**Problem statement**.
Rewrite the entries below, substituting "Mark" for every occurrence of "Indicate" and changing nothing else. Omit the pictures from your answer.
### Exercise material ###
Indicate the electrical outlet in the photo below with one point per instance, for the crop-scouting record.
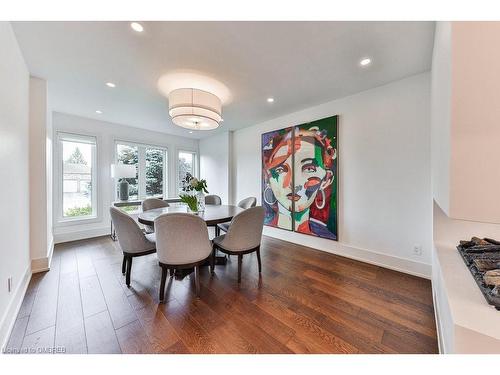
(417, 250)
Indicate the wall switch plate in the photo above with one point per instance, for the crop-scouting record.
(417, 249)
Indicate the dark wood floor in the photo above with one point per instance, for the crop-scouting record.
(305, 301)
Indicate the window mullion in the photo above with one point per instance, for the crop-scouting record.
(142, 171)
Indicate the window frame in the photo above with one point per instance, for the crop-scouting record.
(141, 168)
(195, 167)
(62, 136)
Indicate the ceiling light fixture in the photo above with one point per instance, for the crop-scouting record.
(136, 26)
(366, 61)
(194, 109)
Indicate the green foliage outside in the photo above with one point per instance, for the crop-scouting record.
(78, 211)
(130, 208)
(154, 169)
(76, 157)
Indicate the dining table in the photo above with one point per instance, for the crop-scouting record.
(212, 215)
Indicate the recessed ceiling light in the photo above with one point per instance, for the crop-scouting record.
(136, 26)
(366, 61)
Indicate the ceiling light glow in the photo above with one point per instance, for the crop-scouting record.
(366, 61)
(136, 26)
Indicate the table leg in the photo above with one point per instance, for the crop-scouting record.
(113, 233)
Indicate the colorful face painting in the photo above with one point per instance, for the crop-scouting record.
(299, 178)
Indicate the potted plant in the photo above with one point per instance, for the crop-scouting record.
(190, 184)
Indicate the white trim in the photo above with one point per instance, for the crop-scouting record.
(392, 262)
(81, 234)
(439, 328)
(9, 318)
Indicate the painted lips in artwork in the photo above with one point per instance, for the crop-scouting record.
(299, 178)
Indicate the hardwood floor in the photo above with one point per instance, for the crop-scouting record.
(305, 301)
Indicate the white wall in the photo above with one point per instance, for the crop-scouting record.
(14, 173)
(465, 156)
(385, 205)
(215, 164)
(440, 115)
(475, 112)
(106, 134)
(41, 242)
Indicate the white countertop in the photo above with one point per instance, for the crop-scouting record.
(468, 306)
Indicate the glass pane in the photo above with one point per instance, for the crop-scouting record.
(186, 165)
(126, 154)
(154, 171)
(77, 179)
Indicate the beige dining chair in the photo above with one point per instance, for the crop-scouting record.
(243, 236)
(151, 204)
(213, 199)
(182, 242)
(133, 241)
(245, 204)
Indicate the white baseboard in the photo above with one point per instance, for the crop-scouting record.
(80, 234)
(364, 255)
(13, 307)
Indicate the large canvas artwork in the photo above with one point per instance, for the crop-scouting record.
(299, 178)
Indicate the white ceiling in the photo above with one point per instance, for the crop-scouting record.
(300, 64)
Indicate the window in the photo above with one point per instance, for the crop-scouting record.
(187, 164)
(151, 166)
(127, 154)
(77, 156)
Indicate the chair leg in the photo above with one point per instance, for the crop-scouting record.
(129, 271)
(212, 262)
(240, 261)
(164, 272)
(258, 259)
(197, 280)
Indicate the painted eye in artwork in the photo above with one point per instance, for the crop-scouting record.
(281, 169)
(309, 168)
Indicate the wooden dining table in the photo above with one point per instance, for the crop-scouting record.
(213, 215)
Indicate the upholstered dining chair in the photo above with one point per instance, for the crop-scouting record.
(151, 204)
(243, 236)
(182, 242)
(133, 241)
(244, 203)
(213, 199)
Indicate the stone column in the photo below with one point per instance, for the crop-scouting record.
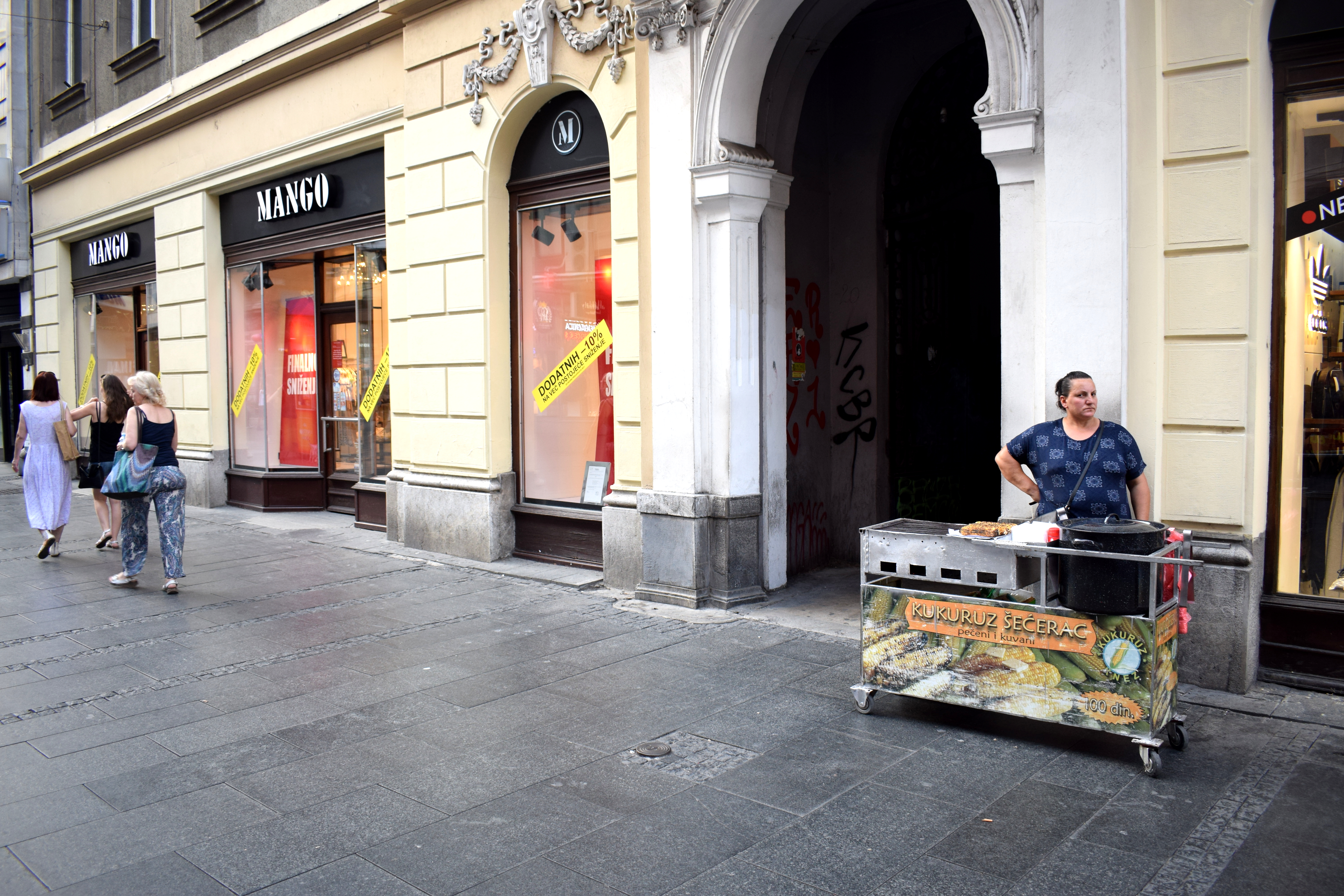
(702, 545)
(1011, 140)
###
**Result of the task**.
Mark the electrical outlet in the photo below with one point per instance, for the crop-scouting record.
(417, 250)
Mark the wall switch plate in the photo above with one point per instance, for the crop-scouting record.
(417, 249)
Mark the dark wood floor in the photo above with one point per instance, for the crop-scouting record.
(305, 301)
Mark the window mullion in the photo above with one point per instance, for the crop-scouting record.
(142, 171)
Mark the window frame in the photo above with one point per instance, for the crop-scouting record.
(141, 168)
(195, 167)
(62, 136)
Mark the ceiling light fixture in the photo above with one point per instance, for the crop-scouting record.
(136, 26)
(366, 61)
(194, 109)
Mark the green foliage outside in the photo above with one point per instance, for the crop-scouting record.
(78, 211)
(130, 208)
(154, 169)
(76, 157)
Mark the dining table in the photo above with one point per instance, for the crop-scouting record.
(212, 215)
Mark the recessed ceiling light in the photo above with one point per instance, for the crop-scouting record.
(136, 26)
(366, 61)
Mark the ceiling light glow in the photo above with one point per instance, for the crop-scouting record.
(366, 61)
(136, 26)
Mark the table leg in the photo above with one point per instance, for the crop-scouting record.
(113, 233)
Mark the colorful face painting in the photo above with one point per instance, for the crop-scouting record.
(299, 178)
Mark the potted plant in the photo above with one point per instance, for the crop-scouting record.
(190, 184)
Mark the white trim in the photo above with one point per instance, for the crop-scouting record.
(392, 262)
(81, 234)
(439, 328)
(9, 318)
Mark the painted lips in artwork in the photo above with one point per instance, for the crop-scouting record.
(299, 178)
Mark the hardwood floor in the photo above with one point per instance, for the crop-scouting record.
(305, 301)
Mark the white wall in the photo above with one point per instance, for the crop-scouting record.
(14, 173)
(465, 156)
(385, 205)
(215, 164)
(440, 115)
(475, 112)
(106, 134)
(41, 242)
Mark the white countertop in the photo above with one point per instance, for the crop-scouting record.
(468, 306)
Mark the glass pane in the photo above with one point per instance, for the crop-scouting record.
(186, 165)
(126, 154)
(154, 171)
(77, 179)
Mark the beige dining chair in the photo above with one point per instance, for the crop-scouting record.
(243, 236)
(151, 204)
(213, 199)
(182, 242)
(133, 241)
(245, 204)
Mark the white baseboard in the photo above with one point per instance, for the crop-scouting record.
(80, 234)
(364, 255)
(13, 307)
Mark the large canvas artwork in the photo above with one point per instance, for the crop-scouting record.
(299, 178)
Mark the white ceiling in the photo above with one point per instance, for the crop-scouting record.
(300, 64)
Mark the window in the photo above with one point per instance, for the crop-scouting record.
(187, 164)
(151, 166)
(127, 154)
(77, 156)
Mark the chair leg in the photo above with one point per instance, for the crop-scouting record.
(129, 271)
(212, 262)
(240, 261)
(164, 272)
(258, 259)
(197, 280)
Mark the painted eye in artwork in the photo above with one point per instance, for the crop-scouting record.
(281, 169)
(309, 168)
Mark the wooden dining table in the photo above with one point per instance, for the crop-scouting record.
(213, 215)
Mark the upholstered dining chair in the photo above with one point per instance, for the crop-scouting record.
(151, 204)
(243, 236)
(182, 242)
(133, 241)
(244, 203)
(213, 199)
Mark the stone column in the photo below with one point per instance, for the crop-scouting record.
(702, 545)
(1011, 140)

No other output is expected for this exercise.